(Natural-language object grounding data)
* * *
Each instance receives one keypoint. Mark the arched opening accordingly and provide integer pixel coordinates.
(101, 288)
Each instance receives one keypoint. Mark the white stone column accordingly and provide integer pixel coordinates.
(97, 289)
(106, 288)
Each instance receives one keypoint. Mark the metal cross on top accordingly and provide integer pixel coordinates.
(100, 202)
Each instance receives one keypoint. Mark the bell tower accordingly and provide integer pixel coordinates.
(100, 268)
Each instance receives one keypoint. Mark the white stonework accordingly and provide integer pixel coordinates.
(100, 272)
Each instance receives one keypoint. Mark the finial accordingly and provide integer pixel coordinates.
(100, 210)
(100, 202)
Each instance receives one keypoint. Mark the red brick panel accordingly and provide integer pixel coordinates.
* * *
Work item:
Print the line with "Each instance receives one keypoint. Mark the metal" and every line after it in the entries above, exactly as written. Leave out all other lines.

Solution to this task:
Each instance receives one keypoint. Mark the metal cross on top accordingly and provide integer pixel coordinates.
(100, 202)
Each instance receives one keypoint. Mark the bell tower accordingly and provide integer pixel coordinates.
(100, 268)
Each instance receives one keypoint. Mark the white stonework accordingly and provide integer pixel coordinates.
(100, 272)
Each instance receives one keypoint. Mark the finial accordingly and provide integer pixel coordinates.
(100, 210)
(100, 202)
Each instance receives one keypoint. Mark the red brick panel accordingly and provide integer pixel coordinates.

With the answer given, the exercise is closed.